§ **Exercise**:
How many lines below contain the word "ceramic"? Answer with that number alone.

§ **Given data**:
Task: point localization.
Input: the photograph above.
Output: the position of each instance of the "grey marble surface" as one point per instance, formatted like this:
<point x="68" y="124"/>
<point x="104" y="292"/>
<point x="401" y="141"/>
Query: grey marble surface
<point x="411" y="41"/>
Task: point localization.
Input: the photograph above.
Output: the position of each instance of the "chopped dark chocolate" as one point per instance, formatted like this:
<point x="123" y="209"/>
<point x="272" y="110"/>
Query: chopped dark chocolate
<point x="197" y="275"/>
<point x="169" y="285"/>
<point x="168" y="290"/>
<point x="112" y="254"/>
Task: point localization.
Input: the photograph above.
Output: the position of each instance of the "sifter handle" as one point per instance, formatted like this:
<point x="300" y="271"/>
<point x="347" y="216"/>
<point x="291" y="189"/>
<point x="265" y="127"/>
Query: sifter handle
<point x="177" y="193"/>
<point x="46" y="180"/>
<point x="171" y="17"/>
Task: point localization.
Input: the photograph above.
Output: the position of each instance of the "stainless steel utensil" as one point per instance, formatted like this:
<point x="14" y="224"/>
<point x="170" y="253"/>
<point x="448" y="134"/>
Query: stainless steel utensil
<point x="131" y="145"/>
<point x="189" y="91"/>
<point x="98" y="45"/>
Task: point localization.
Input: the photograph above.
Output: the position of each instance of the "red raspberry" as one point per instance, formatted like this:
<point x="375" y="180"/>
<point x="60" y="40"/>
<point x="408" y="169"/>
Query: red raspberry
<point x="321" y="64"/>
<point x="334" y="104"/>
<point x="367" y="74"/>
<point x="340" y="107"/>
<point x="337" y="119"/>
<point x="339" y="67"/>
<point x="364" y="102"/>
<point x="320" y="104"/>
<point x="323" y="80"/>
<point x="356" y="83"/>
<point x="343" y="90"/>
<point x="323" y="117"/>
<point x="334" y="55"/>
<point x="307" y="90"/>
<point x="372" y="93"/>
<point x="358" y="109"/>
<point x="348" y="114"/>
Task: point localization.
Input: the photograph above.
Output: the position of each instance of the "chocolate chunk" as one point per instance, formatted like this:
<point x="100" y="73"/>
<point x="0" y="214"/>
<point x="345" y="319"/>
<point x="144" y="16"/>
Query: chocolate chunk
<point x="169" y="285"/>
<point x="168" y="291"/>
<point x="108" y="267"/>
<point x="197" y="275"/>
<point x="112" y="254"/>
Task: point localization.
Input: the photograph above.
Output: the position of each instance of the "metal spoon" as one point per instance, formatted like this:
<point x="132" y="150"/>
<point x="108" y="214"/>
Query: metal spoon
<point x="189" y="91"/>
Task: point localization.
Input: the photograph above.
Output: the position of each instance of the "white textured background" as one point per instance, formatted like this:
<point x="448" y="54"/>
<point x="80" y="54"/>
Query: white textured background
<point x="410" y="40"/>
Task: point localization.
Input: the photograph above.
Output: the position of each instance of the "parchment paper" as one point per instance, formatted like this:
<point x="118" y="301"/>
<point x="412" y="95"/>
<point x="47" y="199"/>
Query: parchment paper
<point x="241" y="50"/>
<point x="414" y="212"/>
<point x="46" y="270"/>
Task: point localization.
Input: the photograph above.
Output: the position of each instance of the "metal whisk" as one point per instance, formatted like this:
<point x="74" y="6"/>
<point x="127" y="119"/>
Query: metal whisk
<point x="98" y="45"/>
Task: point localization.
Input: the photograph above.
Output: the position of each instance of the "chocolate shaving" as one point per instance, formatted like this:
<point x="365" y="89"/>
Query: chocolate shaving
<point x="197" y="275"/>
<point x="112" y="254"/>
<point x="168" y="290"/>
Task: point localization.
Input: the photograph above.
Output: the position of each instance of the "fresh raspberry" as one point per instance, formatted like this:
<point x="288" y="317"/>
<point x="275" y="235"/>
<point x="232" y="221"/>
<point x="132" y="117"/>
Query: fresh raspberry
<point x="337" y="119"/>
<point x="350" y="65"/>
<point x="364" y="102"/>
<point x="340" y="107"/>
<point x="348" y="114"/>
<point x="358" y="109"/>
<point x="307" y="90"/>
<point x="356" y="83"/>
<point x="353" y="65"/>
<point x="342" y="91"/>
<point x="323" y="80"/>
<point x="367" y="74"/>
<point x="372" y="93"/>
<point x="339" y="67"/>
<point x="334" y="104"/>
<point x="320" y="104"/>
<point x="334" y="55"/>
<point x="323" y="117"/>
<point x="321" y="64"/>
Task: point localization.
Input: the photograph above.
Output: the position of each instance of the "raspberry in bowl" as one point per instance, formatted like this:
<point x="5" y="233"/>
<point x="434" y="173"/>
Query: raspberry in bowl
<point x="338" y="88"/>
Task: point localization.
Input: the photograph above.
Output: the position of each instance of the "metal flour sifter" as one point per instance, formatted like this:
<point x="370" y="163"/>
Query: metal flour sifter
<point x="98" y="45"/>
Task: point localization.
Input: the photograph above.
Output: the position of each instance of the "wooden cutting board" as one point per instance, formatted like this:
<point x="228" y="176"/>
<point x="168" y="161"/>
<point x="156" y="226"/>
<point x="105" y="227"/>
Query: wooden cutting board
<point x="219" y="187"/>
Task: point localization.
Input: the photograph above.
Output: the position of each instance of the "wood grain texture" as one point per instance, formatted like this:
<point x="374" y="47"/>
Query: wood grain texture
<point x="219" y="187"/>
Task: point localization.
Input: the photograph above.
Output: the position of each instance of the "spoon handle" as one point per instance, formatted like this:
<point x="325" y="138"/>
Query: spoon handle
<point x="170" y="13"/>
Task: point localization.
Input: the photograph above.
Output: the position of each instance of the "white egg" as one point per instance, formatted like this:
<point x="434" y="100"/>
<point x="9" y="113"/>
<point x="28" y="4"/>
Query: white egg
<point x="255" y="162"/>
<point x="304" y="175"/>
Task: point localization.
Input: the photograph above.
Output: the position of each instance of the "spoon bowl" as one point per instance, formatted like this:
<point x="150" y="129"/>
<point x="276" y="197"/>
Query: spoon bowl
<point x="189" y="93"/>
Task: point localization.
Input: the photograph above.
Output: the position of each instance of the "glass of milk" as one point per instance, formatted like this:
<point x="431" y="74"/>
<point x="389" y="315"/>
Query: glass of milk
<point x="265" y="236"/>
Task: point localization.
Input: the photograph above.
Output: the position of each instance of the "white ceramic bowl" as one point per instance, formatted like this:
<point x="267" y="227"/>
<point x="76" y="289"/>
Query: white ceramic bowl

§ **Result for this task**:
2